▶ **What the task requires**: Reproduce the tail of the data exactly. It starts at the line containing "For every instance of the fish in" and runs to the last line.
START Available data
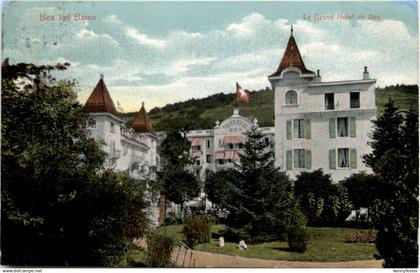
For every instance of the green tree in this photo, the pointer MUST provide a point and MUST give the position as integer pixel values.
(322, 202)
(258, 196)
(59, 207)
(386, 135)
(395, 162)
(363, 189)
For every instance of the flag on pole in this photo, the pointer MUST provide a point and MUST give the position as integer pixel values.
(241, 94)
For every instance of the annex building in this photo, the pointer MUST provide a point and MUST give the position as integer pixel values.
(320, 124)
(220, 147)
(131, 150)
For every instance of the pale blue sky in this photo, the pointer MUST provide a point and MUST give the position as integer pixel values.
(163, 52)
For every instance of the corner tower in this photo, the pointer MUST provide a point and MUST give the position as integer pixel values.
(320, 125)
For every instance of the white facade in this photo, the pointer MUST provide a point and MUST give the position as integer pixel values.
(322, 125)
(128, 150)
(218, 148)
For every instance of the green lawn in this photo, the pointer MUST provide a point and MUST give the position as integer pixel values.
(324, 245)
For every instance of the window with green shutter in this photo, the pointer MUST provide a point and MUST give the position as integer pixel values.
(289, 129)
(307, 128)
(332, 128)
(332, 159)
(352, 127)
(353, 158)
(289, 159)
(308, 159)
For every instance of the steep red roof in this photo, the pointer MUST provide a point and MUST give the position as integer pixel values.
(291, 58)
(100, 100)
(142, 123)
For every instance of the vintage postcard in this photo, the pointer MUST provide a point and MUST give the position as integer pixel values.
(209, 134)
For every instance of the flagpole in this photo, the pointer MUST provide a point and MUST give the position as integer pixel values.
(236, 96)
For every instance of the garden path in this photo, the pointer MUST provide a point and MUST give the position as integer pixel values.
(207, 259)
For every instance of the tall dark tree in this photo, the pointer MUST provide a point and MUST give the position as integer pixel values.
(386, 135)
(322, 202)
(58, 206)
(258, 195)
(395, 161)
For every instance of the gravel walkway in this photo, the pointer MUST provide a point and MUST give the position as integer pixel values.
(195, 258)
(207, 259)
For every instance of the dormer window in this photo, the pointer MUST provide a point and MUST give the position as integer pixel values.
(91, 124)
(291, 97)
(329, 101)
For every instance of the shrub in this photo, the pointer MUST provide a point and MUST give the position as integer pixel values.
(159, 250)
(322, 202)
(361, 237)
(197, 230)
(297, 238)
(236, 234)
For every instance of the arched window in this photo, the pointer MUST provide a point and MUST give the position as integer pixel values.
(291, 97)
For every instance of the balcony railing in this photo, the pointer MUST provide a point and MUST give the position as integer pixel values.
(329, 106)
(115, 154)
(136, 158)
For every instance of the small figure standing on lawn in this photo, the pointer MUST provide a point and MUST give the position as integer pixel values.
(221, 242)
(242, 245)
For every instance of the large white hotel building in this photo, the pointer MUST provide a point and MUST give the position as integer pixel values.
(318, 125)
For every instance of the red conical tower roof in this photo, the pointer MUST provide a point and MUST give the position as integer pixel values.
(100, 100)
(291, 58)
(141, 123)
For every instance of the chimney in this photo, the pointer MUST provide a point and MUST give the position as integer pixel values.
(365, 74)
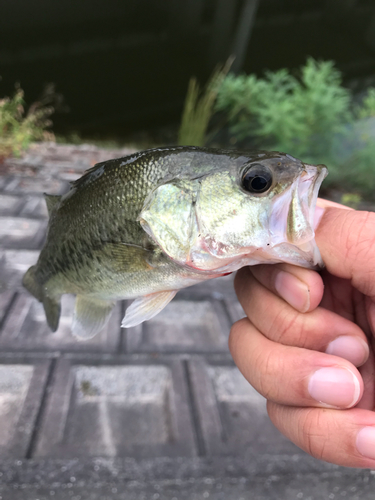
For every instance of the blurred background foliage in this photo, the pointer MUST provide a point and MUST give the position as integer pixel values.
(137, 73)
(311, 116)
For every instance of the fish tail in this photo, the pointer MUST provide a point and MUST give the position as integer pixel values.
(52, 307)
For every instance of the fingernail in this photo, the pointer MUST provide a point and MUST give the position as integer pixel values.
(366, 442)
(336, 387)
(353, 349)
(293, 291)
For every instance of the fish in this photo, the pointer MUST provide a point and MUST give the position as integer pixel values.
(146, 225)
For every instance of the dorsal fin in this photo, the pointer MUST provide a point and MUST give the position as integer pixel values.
END Available data
▶ **Exercise solution**:
For every instance of the fish in this photo, the pointer MUST provide a point and MUST give the position as integer pixel values.
(146, 225)
For every instance of the dorsal fin in this photo, the pointer MUST provide a point and MUST give the position as integer pixel values.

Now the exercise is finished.